Given passage.
━━━━

The OpenDJ directory server is highly scalable and can process all sorts of requests from different types of clients over various protocols. The following diagram provides an overview of how OpenDJ processes these requests. (See The OpenDJ Architecture for a more detailed description of each component.)
Note: The following information has been taken from ForgeRock’s OpenDJ Administration, Maintenance and Tuning Class and has been used with the permission of ForgeRock.
Client requests are accepted and processed by an appropriate Connection Handler. The Connection Handler decodes the request according to the protocol (LDAP, JMX, SNMP, etc.) and either responds immediately or converts it into an LDAP Operation Object that is added to the Work Queue.
Analogy: I like to use the analogy of the drive-through window at a fast food restaurant when describing this process. You are the client making a request of the establishment. The Connection Handler is the person who takes your order; they take your request and enter it into their ordering system (the Work Queue). They do not prepare your food; their jobs are simply to take the order as quickly and efficiently as possible.
Worker Threads monitor and detect items on the Work Queue and respond by processing them in a first in, first out fashion. Requests may be routed or filtered based on the server configuration and then possibly transformed before the appropriate backend is selected.
Analogy: Continuing with the fast food analogy, the Worker Threads are similar to the people who prepare your food. They monitor the order system (Work Queue) for any new orders and process them in a first in, first out fashion.
Note: OpenDJ routing is currently limited to the server’s determination of the appropriate backend. In future versions, this may take on more of a proxy or virtual directory type of implementation.
The result is returned to the client by the Worker Threads using the callback method specified by the Connection Handler.
Analogy: Once your order is completed, the food (or the results of your request) is given to you by one of the Worker Threads who has been tasked with that responsibility. This is the only place where the analogy somewhat breaks down. In older fast food restaurants (ones with only one window) this may sometimes be the person who took your order in the first place. In our analogy, however, the Connection Handler never responds to your request. This model is more closely attuned to more recent fast food establishments where they have two windows and there is a clear delineation of duties between the order taker (Connection Handler) and the one who provides you with your food (the Worker Thread).

━━━━

(Data entries)
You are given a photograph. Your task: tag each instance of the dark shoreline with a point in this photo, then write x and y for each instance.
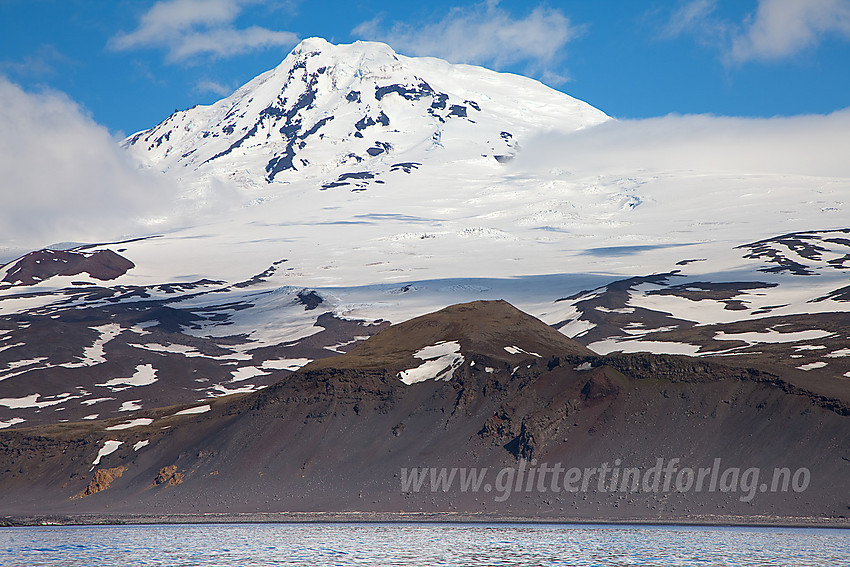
(410, 518)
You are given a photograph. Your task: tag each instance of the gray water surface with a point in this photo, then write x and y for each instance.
(419, 544)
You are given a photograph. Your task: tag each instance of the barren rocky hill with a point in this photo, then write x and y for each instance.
(344, 435)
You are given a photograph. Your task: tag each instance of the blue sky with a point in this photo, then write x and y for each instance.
(130, 63)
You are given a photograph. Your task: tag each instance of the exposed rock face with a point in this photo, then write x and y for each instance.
(339, 434)
(347, 110)
(44, 264)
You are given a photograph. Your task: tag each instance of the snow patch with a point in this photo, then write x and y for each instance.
(656, 347)
(247, 372)
(812, 365)
(194, 410)
(108, 448)
(11, 422)
(131, 405)
(517, 350)
(772, 336)
(288, 363)
(132, 423)
(144, 375)
(441, 360)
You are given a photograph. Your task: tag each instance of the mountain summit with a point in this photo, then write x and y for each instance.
(360, 109)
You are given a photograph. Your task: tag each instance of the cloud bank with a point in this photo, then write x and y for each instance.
(188, 29)
(483, 34)
(778, 29)
(64, 178)
(812, 145)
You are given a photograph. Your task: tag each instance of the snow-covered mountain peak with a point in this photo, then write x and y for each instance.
(333, 113)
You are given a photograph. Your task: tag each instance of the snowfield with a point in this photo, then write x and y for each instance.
(364, 185)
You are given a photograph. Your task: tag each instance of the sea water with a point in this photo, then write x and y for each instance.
(419, 544)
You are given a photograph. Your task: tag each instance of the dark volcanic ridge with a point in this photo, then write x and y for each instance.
(343, 434)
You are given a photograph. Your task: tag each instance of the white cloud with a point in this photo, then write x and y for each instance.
(192, 28)
(778, 29)
(815, 145)
(782, 28)
(64, 178)
(483, 34)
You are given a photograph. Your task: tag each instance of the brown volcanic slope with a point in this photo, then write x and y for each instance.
(340, 435)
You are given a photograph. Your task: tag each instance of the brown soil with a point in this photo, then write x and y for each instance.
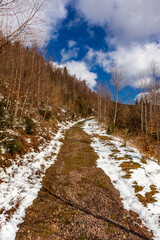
(78, 201)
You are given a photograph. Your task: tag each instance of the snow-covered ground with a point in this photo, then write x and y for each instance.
(112, 154)
(22, 181)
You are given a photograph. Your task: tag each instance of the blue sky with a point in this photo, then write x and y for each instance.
(75, 39)
(90, 36)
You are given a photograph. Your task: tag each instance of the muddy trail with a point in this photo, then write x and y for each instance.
(78, 201)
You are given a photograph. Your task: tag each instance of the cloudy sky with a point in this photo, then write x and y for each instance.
(89, 36)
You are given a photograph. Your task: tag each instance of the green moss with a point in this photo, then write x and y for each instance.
(137, 188)
(148, 198)
(128, 166)
(67, 216)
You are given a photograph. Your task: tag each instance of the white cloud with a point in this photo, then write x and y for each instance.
(44, 24)
(67, 55)
(71, 43)
(135, 60)
(136, 20)
(81, 71)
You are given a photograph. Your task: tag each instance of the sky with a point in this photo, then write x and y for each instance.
(90, 36)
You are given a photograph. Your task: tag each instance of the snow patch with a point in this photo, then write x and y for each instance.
(22, 181)
(147, 175)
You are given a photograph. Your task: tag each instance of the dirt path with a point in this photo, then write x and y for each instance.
(78, 201)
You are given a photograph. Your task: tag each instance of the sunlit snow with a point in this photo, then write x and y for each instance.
(146, 176)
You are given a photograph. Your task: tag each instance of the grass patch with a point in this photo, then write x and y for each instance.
(137, 188)
(67, 216)
(115, 151)
(143, 160)
(148, 198)
(127, 167)
(126, 156)
(111, 228)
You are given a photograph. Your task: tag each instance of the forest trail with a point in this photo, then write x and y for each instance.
(78, 200)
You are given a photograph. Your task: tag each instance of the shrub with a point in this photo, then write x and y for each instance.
(12, 146)
(45, 113)
(109, 131)
(29, 125)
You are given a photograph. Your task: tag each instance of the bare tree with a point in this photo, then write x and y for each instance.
(15, 17)
(117, 80)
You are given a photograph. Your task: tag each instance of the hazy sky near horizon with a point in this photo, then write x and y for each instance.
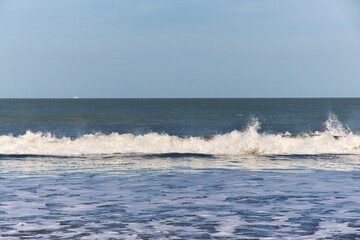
(182, 48)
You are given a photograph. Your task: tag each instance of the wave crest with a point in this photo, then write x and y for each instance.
(334, 140)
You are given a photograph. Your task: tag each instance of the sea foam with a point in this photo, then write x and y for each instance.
(335, 139)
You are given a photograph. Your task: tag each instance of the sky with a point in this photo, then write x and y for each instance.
(179, 48)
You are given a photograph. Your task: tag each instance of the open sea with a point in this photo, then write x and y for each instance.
(180, 168)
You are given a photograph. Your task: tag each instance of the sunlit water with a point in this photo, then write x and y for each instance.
(246, 183)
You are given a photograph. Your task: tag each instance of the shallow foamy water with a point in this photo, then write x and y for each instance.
(179, 196)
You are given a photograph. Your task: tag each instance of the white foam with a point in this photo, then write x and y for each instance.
(335, 139)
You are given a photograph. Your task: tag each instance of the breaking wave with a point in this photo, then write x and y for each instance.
(335, 139)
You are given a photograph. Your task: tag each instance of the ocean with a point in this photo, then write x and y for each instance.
(180, 168)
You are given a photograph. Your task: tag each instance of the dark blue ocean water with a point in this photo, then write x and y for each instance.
(182, 117)
(179, 169)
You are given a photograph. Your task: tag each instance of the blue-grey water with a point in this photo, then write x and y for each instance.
(179, 169)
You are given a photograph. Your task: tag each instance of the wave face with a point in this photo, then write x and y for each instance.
(335, 139)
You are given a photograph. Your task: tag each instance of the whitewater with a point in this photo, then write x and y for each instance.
(179, 169)
(335, 139)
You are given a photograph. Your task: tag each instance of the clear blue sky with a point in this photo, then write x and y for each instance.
(179, 48)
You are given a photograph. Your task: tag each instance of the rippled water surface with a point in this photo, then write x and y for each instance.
(179, 169)
(180, 197)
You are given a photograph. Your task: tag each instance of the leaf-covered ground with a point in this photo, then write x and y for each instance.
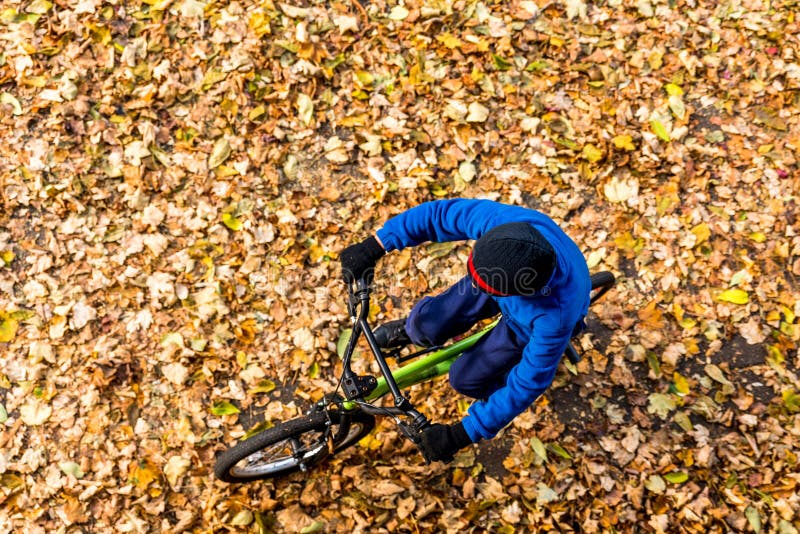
(177, 178)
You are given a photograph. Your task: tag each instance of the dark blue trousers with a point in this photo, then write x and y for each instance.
(481, 369)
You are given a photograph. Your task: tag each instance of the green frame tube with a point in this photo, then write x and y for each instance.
(430, 366)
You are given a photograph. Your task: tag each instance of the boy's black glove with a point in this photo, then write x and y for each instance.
(358, 261)
(438, 443)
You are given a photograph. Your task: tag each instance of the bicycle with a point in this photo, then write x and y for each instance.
(335, 423)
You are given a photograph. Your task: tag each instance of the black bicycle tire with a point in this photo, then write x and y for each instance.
(603, 281)
(228, 459)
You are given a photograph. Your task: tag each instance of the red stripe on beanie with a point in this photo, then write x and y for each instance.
(478, 280)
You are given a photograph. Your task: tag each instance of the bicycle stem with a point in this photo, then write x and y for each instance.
(359, 299)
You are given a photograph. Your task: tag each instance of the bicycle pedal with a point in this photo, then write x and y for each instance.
(360, 386)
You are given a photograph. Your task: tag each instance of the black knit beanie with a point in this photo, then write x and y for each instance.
(512, 259)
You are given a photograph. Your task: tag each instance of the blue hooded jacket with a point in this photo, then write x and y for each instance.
(546, 320)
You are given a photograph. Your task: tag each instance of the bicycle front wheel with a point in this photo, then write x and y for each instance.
(291, 446)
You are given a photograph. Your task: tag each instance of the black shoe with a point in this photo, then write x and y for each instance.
(392, 334)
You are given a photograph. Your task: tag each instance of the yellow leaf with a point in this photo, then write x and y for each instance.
(8, 328)
(660, 130)
(142, 474)
(624, 142)
(220, 152)
(702, 232)
(7, 256)
(231, 222)
(592, 153)
(681, 384)
(673, 90)
(449, 40)
(734, 296)
(259, 23)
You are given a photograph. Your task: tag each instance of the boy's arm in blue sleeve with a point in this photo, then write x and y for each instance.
(527, 380)
(439, 221)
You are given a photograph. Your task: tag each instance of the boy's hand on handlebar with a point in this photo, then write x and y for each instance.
(439, 443)
(358, 261)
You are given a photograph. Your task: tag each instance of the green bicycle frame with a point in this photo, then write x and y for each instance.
(435, 364)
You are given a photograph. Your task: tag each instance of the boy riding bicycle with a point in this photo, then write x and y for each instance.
(524, 267)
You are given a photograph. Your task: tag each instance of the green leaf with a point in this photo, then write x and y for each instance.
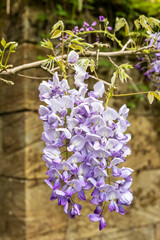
(56, 34)
(3, 42)
(92, 65)
(76, 47)
(59, 24)
(150, 97)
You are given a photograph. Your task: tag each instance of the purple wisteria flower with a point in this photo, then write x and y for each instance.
(151, 65)
(86, 144)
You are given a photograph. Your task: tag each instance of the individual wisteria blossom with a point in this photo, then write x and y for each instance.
(86, 144)
(151, 65)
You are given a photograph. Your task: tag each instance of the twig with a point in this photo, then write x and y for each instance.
(7, 81)
(113, 62)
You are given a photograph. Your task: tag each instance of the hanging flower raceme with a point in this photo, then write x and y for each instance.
(151, 65)
(85, 144)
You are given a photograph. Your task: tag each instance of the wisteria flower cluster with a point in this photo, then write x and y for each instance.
(151, 65)
(85, 144)
(87, 28)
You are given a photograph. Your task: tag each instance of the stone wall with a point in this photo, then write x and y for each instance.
(26, 212)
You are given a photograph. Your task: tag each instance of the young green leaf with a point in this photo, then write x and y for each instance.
(156, 95)
(120, 22)
(59, 24)
(3, 42)
(92, 65)
(70, 33)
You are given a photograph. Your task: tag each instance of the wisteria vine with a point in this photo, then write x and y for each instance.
(85, 143)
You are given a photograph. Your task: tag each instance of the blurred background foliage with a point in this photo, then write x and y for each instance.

━━━━

Goal A. Can you sum up the OpenDJ request-handling passage in two sentences?
Goal B. Could you carry the OpenDJ request-handling passage forward from where it stops?
You won't need the material for any of this.

Task answer A. In OpenDJ, a Connection Handler accepts a client request, decodes it according to its protocol, and either responds immediately or converts it into an LDAP Operation Object added to the Work Queue. Worker Threads process those queued items in first in, first out order, possibly routing, filtering, or transforming them before the backend is selected, and return the result through the callback method the Connection Handler specified, much like the separate order taker and food server at a two-window fast food drive-through.

Task answer B.
Other services such as access control processing (ACIs), Logging, and Monitoring provide different access points within the request processing flow and are used to control, audit, and monitor how the requests are processed.
So, what do OpenDJ and McDonald’s have in common? They are both highly efficient entities that have been streamlined to process requests in the most efficient manner possible.
An understanding of the components that make up the OpenDJ Architecture is useful for administering, configuring, or troubleshooting the OpenDJ server.
The following information has been taken from ForgeRock’s OpenDJ Administration, Maintenance and Tuning Class and has been used with the permission of ForgeRock.
The OpenDJ server has been developed using a modular architecture in which most or all components are written to a well-defined specification. This image above provides an overview of these components. The following sections provide a brief description of some of the more prevalent components shown in this image.
The OpenDJ Configuration Handler is responsible for managing configuration information within OpenDJ’s configuration files (i.e. config.ldif). Configuration information may impact one or more components; as such, the Configuration Handler is responsible for notifying appropriate components when a configuration change occurs.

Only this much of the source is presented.